* Exercise aim *
Type the entries out once more. Match them exactly.

[Opening Input material section]

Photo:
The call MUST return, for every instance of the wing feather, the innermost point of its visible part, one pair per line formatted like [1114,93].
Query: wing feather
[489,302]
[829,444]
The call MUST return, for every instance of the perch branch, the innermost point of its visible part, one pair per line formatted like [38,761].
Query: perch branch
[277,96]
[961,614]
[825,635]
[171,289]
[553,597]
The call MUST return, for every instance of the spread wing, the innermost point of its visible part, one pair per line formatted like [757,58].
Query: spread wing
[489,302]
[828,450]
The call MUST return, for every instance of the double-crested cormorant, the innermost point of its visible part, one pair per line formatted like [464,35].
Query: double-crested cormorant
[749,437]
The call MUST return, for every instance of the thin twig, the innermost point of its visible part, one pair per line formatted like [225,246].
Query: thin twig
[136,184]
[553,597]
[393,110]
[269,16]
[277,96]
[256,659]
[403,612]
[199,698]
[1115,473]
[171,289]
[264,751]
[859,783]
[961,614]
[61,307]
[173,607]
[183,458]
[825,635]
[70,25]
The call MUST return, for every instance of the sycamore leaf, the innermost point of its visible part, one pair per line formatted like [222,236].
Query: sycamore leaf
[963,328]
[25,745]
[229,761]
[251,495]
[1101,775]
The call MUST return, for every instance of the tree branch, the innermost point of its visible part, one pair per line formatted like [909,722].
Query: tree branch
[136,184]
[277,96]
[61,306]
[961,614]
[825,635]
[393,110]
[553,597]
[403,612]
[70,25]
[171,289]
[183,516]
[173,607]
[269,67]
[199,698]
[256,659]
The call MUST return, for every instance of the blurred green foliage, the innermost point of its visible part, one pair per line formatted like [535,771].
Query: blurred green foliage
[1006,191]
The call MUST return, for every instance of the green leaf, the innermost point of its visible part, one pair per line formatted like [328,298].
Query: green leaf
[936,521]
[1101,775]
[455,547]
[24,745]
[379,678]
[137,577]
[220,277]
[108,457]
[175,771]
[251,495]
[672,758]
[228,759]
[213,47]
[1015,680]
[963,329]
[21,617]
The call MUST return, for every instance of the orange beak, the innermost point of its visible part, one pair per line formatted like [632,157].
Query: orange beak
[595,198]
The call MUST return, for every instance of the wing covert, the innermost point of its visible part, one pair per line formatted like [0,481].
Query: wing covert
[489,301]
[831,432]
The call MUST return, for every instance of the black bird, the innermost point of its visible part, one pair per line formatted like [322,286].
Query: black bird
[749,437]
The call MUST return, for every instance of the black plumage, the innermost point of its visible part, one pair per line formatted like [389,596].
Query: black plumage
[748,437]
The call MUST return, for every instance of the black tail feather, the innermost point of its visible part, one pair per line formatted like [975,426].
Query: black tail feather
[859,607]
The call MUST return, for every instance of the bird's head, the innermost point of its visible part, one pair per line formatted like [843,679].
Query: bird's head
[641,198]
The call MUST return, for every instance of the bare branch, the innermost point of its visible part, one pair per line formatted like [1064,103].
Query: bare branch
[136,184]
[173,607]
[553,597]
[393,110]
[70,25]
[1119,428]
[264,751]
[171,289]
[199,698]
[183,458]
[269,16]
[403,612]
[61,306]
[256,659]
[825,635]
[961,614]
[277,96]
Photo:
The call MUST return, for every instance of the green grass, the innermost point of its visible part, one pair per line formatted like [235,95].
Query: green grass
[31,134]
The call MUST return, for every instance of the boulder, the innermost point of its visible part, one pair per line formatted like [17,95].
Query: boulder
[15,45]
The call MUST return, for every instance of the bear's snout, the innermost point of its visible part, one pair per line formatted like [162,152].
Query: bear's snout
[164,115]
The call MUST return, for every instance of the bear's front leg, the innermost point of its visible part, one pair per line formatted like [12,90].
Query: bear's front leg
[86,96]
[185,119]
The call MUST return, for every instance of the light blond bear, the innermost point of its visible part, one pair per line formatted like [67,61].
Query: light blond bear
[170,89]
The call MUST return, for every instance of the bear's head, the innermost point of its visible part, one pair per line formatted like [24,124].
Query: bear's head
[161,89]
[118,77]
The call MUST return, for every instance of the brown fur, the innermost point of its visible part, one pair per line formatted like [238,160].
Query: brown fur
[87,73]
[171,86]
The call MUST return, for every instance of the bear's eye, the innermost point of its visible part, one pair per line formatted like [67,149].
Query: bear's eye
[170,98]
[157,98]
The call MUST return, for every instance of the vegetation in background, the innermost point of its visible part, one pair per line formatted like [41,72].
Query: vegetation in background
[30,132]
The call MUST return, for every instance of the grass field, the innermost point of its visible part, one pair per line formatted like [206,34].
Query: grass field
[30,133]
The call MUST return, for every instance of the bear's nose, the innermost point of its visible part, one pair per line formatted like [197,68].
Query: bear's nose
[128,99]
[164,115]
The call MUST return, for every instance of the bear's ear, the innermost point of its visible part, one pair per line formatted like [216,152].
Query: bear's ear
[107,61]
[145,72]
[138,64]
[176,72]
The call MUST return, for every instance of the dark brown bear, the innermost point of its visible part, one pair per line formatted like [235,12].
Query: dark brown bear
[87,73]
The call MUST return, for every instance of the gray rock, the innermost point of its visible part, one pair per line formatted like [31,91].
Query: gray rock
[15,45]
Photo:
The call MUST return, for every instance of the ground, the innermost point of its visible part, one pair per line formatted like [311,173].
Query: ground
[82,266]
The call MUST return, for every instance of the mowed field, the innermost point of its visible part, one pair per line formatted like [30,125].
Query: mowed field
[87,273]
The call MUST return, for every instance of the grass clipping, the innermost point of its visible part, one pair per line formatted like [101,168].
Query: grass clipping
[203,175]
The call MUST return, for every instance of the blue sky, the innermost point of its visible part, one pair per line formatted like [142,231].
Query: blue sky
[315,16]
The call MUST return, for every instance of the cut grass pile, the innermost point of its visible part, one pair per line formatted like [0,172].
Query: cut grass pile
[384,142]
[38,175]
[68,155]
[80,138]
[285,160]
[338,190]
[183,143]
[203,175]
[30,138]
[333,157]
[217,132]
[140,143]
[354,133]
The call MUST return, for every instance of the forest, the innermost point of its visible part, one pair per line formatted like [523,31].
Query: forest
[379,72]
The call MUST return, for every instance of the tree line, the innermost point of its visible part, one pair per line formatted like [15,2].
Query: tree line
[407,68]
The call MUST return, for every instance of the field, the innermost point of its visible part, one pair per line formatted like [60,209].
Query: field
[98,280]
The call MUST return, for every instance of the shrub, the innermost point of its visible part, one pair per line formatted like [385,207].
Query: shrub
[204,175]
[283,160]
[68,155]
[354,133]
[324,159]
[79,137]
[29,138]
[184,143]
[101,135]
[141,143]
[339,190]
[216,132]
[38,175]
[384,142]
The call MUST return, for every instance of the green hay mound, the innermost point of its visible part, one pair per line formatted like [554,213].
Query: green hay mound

[Closing Input material section]

* Answer below *
Photo:
The call MUST return, for every instance of the wing feather, the innermost point of its visible part, one pair per line formatted like [1114,93].
Query: wing feather
[489,302]
[829,444]
The call MUST return, for every instance of the perch branch, the innermost point of its visible part, one pair per line formatted like [38,761].
Query: perch branch
[277,96]
[961,614]
[825,635]
[171,289]
[553,597]
The call MUST return, for every instance of the spread wing, the innermost point of its visible part, one pair per line formatted like [757,58].
Query: spread wing
[489,302]
[828,450]
The call MUST return, for every instance of the double-crested cormorant, the innermost point of its visible part, one pair per line formatted like [464,35].
Query: double-crested cormorant
[749,437]
The call MUST return, for every instance of the thin twig, the innermost point of its visible part, one pair per line formatted like [225,246].
Query: thin twig
[136,184]
[553,597]
[393,110]
[269,16]
[277,96]
[256,659]
[403,612]
[199,698]
[1115,473]
[171,289]
[264,751]
[859,783]
[961,614]
[61,307]
[173,607]
[183,458]
[825,635]
[70,25]
The call MUST return, for every instance of the sycamore leaf, the innermost point of its visible part, one pair per line formatted like [222,236].
Query: sycamore leaf
[963,328]
[25,745]
[229,761]
[251,495]
[1101,775]
The call MUST return, for every instance of the tree branch, the innermost point of its visible part, one pair per line formatted like [909,722].
Query: tree branch
[136,184]
[277,96]
[61,306]
[961,614]
[825,635]
[393,110]
[553,597]
[403,612]
[70,25]
[171,289]
[183,516]
[173,607]
[269,67]
[199,698]
[256,659]
The call MUST return, for every instance of the blurred green foliage, the innermost point of its visible part, one pair per line formatted like [535,771].
Query: blurred green foliage
[1006,191]
The call MUST return, for every instance of the green leaf, the innermost point of its visible part, one pair per line formatted like [328,298].
Query: green leaf
[936,521]
[1101,775]
[455,547]
[24,745]
[379,678]
[137,577]
[220,277]
[108,457]
[175,771]
[251,495]
[672,758]
[228,759]
[213,47]
[1015,680]
[963,329]
[21,617]
The call MUST return, for every instance of the orange beak, the innermost point of its visible part, one pair per line formatted like [632,157].
Query: orange beak
[595,198]
The call MUST return, for every instance of the wing covert, the innermost point of its visible part, one pair per line formatted like [0,481].
Query: wing covert
[489,301]
[831,432]
The call MUST return, for every instance of the black bird, the innermost point of its visible part, one pair per line formatted like [322,286].
Query: black bird
[749,437]
The call MUST return, for every instance of the black plumage, the innermost point of its visible part, one pair per line formatted like [389,596].
Query: black plumage
[748,437]
The call MUST return, for every instance of the black tail feather, the innermost point of its visible part, one pair per line formatted like [975,426].
Query: black tail feather
[859,607]
The call MUST return, for every instance of the bird's head, the innermost point of its visible part, one pair per line formatted like [843,679].
Query: bird's head
[641,198]
The call MUST return, for every instance of the bare branch, the innermost point of its visible part, one pair per line formatted like [1064,103].
Query: bare branch
[136,184]
[173,607]
[553,597]
[393,110]
[70,25]
[1119,428]
[264,751]
[171,289]
[199,698]
[183,458]
[269,16]
[403,612]
[61,306]
[256,659]
[825,635]
[961,614]
[277,96]
Photo:
The call MUST return, for every instance of the green grass, the innermost point of its visible part, one pair per line formatted like [235,95].
Query: green grass
[31,134]
The call MUST return, for every instance of the boulder, the innermost point of its visible part, one pair per line formatted like [17,95].
Query: boulder
[15,45]
The call MUST return, for every instance of the bear's snout, the innermost point of its visible part, one pair per line formatted like [162,152].
Query: bear's snout
[164,115]
The call MUST return, for every instance of the bear's front leg, the innermost point of its visible part, one pair per line formatted like [12,90].
Query: bear's front leg
[86,96]
[185,119]
The call MUST return, for every instance of the light blond bear, the innermost point of its visible part, one pair per line formatted like [67,61].
Query: light blond bear
[170,89]
The call MUST return, for every instance of the bear's head, the innermost point of its visible part, one pair per line formatted like [24,124].
Query: bear's head
[161,89]
[118,77]
The call MUST return, for every instance of the brown fur, the innermost point of its visible part, one pair per line formatted like [238,160].
Query: brown fur
[87,73]
[171,86]
The call MUST return, for every instance of the bear's eye, the innermost point of its visible part, one pair per line formatted like [67,149].
Query: bear's eye
[170,98]
[157,98]
The call MUST return, for every instance of the vegetation in background, the innermost point of its visible part, one pair per line formatted like [41,72].
Query: vegetation in background
[30,132]
The call MUST return, for every instance of the grass field, the innermost point of its visible part, one pair per line formatted like [206,34].
Query: grass field
[30,133]
The call MUST return, for every instance of the bear's nose, the innermost point of its visible part, one pair per line formatted like [197,68].
Query: bear's nose
[128,99]
[164,115]
The call MUST return, for every instance of the bear's ear, the innermost point of its visible part, one pair per line formatted like [216,152].
Query: bear's ear
[107,61]
[145,72]
[138,64]
[176,72]
The call MUST return, for every instance of the dark brown bear, the innermost point of its visible part, one pair per line formatted like [235,12].
Query: dark brown bear
[87,73]
The call MUST return, for every instance of the gray rock, the innermost point of its visible part, one pair per line formatted like [31,91].
Query: gray rock
[15,45]
Photo:
The call MUST return, for every instance of the ground, the innermost point of its visible part, one pair per line formatted like [311,173].
Query: ground
[82,266]
The call MUST return, for every instance of the mowed field, the innermost point of its visible part, one pair per line formatted like [30,125].
Query: mowed field
[87,273]
The call MUST return, for every instance of the grass clipping, the innermost point of its visible part, one pair per line formatted like [101,168].
Query: grass clipping
[203,175]
The call MUST return, for every instance of the blue sky, the innermost point of its visible part, one pair per line formatted like [142,231].
Query: blue sky
[315,16]
The call MUST return, for every instance of the cut grass pile, the innermost point of its visible part, one pair per line formatted like [0,172].
Query: cut grass pile
[384,142]
[38,175]
[68,155]
[80,138]
[285,160]
[338,190]
[183,143]
[203,175]
[30,138]
[333,157]
[217,132]
[140,143]
[354,133]
The call MUST return, for every instance of the forest, the innermost point of its visible part, one pair per line formatted like [523,31].
Query: forest
[379,72]
The call MUST return, for every instance of the tree line, the innermost point of its visible part, one pair per line formatted like [15,2].
Query: tree line
[407,68]
The call MUST return, for every instance of the field, the innermost point of its visible part, one pair per line formatted like [60,209].
Query: field
[98,280]
The call MUST return, for every instance of the shrub, the innermost point of its visible part, one pair per line formatted like [385,207].
Query: shrub
[204,175]
[283,160]
[68,155]
[354,133]
[324,159]
[79,137]
[29,138]
[184,143]
[101,135]
[141,143]
[339,190]
[216,132]
[38,175]
[384,142]
The call MUST return, for every instance of the green hay mound, the innermost point of its visible part, one pair per line formatted like [554,213].
Query: green hay mound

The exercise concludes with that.